Each record below is to be reproduced without any change.

◆ Provided data
..............................
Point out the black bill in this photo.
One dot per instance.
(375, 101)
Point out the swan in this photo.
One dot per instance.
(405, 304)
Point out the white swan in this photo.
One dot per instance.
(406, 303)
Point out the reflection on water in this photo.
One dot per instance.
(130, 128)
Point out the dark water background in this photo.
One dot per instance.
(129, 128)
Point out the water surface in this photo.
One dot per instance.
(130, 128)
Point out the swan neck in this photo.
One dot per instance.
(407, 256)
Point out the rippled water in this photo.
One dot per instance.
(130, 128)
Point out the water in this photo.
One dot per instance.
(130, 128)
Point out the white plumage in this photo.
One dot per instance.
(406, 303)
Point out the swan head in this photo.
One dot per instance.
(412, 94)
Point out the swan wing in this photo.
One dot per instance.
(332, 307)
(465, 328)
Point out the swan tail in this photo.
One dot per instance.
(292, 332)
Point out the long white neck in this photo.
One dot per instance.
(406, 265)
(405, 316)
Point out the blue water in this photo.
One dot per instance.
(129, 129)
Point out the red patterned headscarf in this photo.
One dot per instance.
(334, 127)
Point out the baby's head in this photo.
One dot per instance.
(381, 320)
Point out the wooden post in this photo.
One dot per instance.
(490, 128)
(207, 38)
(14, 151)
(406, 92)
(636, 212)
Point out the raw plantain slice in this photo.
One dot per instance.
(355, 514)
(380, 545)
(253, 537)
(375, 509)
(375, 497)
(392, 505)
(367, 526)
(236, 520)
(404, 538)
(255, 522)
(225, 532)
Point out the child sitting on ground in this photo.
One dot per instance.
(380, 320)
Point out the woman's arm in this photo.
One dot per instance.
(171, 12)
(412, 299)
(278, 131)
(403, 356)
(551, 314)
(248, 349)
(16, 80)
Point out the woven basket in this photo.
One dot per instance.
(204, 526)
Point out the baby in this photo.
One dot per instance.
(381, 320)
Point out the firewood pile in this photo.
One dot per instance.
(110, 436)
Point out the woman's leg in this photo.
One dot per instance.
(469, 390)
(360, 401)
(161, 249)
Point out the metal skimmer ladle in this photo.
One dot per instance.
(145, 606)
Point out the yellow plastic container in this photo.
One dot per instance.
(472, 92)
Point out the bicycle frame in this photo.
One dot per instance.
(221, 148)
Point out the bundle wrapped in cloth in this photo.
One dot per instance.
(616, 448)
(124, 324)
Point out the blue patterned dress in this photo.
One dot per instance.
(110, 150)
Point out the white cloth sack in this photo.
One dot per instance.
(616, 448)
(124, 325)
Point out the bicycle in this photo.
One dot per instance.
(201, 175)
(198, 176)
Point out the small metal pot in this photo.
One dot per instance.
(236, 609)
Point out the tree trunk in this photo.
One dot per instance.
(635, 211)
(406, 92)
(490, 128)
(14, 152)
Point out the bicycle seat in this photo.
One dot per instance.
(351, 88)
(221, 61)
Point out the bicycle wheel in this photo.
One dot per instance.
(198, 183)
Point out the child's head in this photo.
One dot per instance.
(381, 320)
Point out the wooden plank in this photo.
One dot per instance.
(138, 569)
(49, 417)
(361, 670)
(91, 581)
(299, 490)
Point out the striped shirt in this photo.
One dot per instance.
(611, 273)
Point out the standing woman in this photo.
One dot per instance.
..............................
◆ Complete answer
Point out the black bill in this photo.
One dot per instance.
(375, 101)
Point out the swan in this photo.
One dot per instance.
(405, 304)
Point out the white swan in this photo.
One dot per instance.
(406, 303)
Point out the reflection on water in this photo.
One dot per instance.
(130, 128)
Point out the dark water background in this photo.
One dot per instance.
(129, 128)
Point out the water surface in this photo.
One dot per instance.
(130, 128)
Point out the swan neck in this photo.
One dot per instance.
(407, 256)
Point out the rippled water in this photo.
One dot per instance.
(130, 128)
Point out the water in this photo.
One dot per instance.
(130, 128)
Point out the white plumage in this photo.
One dot per instance.
(406, 303)
Point out the swan head in this photo.
One dot per instance.
(412, 94)
Point out the swan wing in this photo.
One dot per instance.
(332, 307)
(465, 328)
Point out the swan tail in this photo.
One dot per instance.
(292, 332)
Point out the long white neck in this photo.
One dot per instance.
(406, 265)
(405, 316)
Point out the blue water in this photo.
One dot per instance.
(129, 129)
Point out the red patterned headscarf in this photo.
One dot per instance.
(334, 127)
Point out the baby's head in this photo.
One dot per instance.
(381, 320)
Point out the wooden post in this photo.
One dot per instance.
(490, 128)
(207, 38)
(14, 151)
(406, 92)
(636, 212)
Point out the raw plantain slice in this photo.
One dot per instance.
(355, 514)
(380, 545)
(253, 537)
(375, 509)
(375, 497)
(392, 505)
(367, 526)
(236, 520)
(404, 538)
(255, 522)
(225, 532)
Point out the child sitting on ground in this photo.
One dot per instance.
(380, 320)
Point out the woman's arm in this photo.
One dot per instance.
(171, 12)
(412, 299)
(278, 131)
(403, 356)
(551, 314)
(248, 349)
(16, 80)
Point out the woven basket in this photo.
One dot per instance.
(204, 526)
Point out the baby in this photo.
One dot per instance.
(381, 320)
Point out the firewood pile in this photo.
One dot per instance.
(110, 436)
Point out the woman's leg in this photo.
One dot per instance.
(469, 390)
(360, 401)
(161, 249)
Point out the metal skimmer ladle in this photo.
One dot per instance.
(145, 606)
Point out the yellow plastic container in this photo.
One dot per instance.
(472, 92)
Point out the bicycle frame in this photo.
One dot per instance.
(221, 148)
Point out the bundle wrapped in cloth in this photo.
One dot per instance.
(616, 448)
(124, 324)
Point out the blue patterned dress in this photo.
One dot per instance.
(110, 150)
Point out the white cloth sack in this photo.
One dot per instance.
(616, 448)
(124, 325)
Point out the bicycle in this photo.
One dot per instance.
(201, 175)
(198, 176)
Point out the small metal pot in this photo.
One dot per instance.
(236, 609)
Point out the tree trunk in this photo.
One dot per instance.
(635, 211)
(406, 92)
(490, 128)
(14, 152)
Point out the bicycle seat in this photo.
One dot per instance.
(351, 88)
(221, 61)
Point out the bicycle wheel in this photo.
One dot per instance.
(198, 183)
Point out the child's head in this photo.
One dot per instance.
(381, 320)
Point out the wooden plank in this photo.
One dot per instance.
(138, 569)
(49, 417)
(361, 670)
(91, 581)
(299, 490)
Point out the striped shirt in this photo.
One dot per instance.
(611, 273)
Point out the standing woman in this photo.
One dot per instance.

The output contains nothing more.